Work instruction A:
Copy part of the passage on suppurative periostitis word for word, starting at the words "Suppurative periostitis is" and stopping after "in sub-horny quittor.".
Work instruction B:
Pick up the passage on suppurative periostitis after its last sentence and keep writing it.

Provided passage:
++++++++++

Suppurative Periostitis


Suppurative PeriostitisThis condition simply indicates that the inflammation is complicated by the presence of pus organisms. It is, therefore, a common termination of the simple acute form attending the infliction of a wound. The wound becomes contaminated, and the case of simple periostitis is soon changed into the suppurative form. Once having gained entrance to the wound, the pus increases in quantity, and slowly runs between the membrane and the bone. This, however, it does not do to any large extent, showing rather a tendency to penetrate the outer fibrous layer and gain the outside of the membrane.

Suppurative periostitis is met with in foot cases, commonly in connection with punctured foot. It occurs, too, as a complication in suppurating corn, in severe tread, in complicated sand-crack, as a result of the spread of suppurative matter in acute coronitis, and in sub-horny quittor.

++++++++++

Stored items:

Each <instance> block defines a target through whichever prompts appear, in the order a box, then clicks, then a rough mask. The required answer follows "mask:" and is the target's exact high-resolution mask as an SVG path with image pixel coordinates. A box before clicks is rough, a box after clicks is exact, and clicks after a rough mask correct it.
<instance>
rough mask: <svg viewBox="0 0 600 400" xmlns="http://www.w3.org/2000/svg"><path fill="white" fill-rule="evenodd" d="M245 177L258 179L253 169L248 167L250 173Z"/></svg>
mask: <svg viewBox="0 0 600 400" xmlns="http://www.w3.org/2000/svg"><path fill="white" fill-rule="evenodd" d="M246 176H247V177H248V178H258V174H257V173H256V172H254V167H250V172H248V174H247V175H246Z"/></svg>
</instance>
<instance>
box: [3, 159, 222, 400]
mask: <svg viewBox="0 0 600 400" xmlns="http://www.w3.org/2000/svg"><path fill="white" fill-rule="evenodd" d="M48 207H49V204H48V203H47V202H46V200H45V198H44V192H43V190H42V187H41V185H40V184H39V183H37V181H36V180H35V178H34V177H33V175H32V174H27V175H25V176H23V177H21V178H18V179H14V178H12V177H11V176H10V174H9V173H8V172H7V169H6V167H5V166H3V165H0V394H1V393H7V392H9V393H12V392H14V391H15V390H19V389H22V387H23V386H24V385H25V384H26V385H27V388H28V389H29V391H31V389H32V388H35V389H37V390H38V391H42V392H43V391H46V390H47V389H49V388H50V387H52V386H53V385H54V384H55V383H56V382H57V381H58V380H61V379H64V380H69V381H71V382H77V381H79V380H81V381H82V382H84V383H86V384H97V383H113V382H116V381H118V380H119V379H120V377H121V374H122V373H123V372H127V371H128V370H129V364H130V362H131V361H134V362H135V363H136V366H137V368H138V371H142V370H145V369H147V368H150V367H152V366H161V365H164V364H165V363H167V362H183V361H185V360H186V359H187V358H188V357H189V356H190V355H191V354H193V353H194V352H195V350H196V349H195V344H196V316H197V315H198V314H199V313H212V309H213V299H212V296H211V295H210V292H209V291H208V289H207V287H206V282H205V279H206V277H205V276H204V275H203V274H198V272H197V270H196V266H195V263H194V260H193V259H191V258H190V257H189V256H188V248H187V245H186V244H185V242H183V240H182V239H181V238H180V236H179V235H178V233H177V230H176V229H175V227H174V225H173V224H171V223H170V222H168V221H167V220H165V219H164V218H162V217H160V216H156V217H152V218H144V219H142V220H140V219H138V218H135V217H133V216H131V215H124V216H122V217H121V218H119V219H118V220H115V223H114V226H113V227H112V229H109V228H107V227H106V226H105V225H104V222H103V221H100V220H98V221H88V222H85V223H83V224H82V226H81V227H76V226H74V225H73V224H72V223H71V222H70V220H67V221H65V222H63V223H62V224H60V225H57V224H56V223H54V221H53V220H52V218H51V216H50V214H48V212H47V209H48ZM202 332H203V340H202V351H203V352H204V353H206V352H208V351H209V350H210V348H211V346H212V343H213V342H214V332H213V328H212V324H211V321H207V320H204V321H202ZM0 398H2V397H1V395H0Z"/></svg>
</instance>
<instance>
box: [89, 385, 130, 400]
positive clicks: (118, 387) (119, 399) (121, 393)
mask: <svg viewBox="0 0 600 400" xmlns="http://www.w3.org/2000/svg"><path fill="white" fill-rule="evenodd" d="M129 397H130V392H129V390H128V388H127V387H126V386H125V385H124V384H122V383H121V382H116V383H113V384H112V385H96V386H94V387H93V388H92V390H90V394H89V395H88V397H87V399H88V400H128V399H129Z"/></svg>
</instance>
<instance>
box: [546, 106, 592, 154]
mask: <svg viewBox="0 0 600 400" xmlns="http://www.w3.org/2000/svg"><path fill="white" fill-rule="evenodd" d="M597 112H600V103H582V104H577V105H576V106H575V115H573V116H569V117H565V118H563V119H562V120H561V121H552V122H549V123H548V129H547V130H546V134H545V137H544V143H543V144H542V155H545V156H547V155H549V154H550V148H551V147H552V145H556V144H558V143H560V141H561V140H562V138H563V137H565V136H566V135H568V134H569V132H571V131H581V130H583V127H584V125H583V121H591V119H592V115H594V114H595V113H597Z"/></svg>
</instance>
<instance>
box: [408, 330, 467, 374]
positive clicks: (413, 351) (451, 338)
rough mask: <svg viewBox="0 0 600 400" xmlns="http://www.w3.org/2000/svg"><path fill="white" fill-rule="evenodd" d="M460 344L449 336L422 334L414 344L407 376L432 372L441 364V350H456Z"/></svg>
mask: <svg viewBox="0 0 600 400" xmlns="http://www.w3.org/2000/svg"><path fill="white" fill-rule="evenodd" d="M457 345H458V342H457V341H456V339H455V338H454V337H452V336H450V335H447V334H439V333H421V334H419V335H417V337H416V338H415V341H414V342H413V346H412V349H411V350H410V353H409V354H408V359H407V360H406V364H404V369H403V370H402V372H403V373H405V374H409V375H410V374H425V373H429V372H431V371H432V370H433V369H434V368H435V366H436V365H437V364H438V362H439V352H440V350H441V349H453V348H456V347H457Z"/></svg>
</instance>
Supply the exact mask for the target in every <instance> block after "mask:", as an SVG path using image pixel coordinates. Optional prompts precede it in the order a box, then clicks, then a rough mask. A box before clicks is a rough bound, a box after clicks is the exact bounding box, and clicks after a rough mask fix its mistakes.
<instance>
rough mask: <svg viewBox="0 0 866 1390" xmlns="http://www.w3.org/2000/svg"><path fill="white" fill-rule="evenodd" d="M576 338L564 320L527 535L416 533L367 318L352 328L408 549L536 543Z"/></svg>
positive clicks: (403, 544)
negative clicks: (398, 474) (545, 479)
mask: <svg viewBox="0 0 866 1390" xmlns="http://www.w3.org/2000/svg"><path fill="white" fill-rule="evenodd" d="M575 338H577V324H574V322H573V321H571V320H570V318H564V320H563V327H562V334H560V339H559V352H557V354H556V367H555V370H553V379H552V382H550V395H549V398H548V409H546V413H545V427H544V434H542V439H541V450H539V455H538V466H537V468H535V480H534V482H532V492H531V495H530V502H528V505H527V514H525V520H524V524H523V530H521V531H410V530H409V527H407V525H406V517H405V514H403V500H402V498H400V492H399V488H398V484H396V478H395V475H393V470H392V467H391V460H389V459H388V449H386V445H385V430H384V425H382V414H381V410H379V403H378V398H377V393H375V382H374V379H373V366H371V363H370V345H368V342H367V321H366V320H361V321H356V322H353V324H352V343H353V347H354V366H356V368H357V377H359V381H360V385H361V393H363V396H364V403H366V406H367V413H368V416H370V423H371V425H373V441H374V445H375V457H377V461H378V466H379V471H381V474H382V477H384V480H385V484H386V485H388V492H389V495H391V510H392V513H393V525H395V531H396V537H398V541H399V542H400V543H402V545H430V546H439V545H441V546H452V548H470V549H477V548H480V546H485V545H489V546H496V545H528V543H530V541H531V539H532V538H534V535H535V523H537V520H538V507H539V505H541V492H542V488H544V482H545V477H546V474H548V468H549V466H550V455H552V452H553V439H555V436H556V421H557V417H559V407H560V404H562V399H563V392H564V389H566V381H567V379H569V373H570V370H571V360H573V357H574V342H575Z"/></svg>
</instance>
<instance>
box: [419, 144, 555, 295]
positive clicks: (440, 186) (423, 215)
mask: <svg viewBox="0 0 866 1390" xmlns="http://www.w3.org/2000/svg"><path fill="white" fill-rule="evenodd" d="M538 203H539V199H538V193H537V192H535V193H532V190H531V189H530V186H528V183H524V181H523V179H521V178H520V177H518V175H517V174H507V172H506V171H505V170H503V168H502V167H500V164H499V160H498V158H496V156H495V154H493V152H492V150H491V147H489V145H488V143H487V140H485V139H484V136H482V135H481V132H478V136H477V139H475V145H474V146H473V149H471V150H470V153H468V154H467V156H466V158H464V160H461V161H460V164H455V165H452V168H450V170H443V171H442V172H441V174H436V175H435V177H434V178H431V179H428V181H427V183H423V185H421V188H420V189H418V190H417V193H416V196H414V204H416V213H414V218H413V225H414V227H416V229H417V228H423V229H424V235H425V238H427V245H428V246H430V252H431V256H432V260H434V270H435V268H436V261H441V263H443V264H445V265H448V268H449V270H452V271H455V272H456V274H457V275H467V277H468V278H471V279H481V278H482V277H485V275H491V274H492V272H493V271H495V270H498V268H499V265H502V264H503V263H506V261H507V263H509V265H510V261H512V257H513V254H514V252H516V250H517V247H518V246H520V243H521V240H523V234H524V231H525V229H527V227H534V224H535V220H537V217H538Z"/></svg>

++++++++++

Response area A:
Suppurative periostitis is met with in foot cases, commonly in connection with punctured foot. It occurs, too, as a complication in suppurating corn, in severe tread, in complicated sand-crack, as a result of the spread of suppurative matter in acute coronitis, and in sub-horny quittor.

Response area B:
In ordinary cases of suppurative periostitis the pus formed is yellow in colour, creamy thick, and free from pronounced odour—the so-called 'laudable' pus of the older writers. It so happens in many cases of foot trouble, however, that putrefactive organisms gain entrance side by side with those of pus. In this case the characters of the discharge are very different. It is distinctly more fluid, is of a pink or even light chocolate colour, and extremely offensive. In these instances the pus shows a marked tendency to spread, strips the periosteum from the bone, perforates the outer layer of the membrane, and finally infiltrates the surrounding tissues.

This forms a near approach to what is known in human surgery as an infective periostitis, and in our subjects is nearly always met with in cases of severe prick. Its rapidly spreading character makes it always a dangerous condition, and a punctured foot exuding a discharge of this nature should always be regarded as serious.

The close contiguity of the joint (it can never be far distant in foot cases), the spreading character of the disease, and the rapidity with which the horse succumbs to arthritis, are all factors to be taken into consideration, and to lead to a warning-note being struck when attending a case of such kind.

A further instance of infective periostitis is that met with in acute laminitis. The discharge obtained from the sole in these cases very often bears the character we have just described, and when one considers the thinness of the keratogenous membrane, one is bound to admit that changes so grave occurring in it cannot fail to spread and infect the periosteum.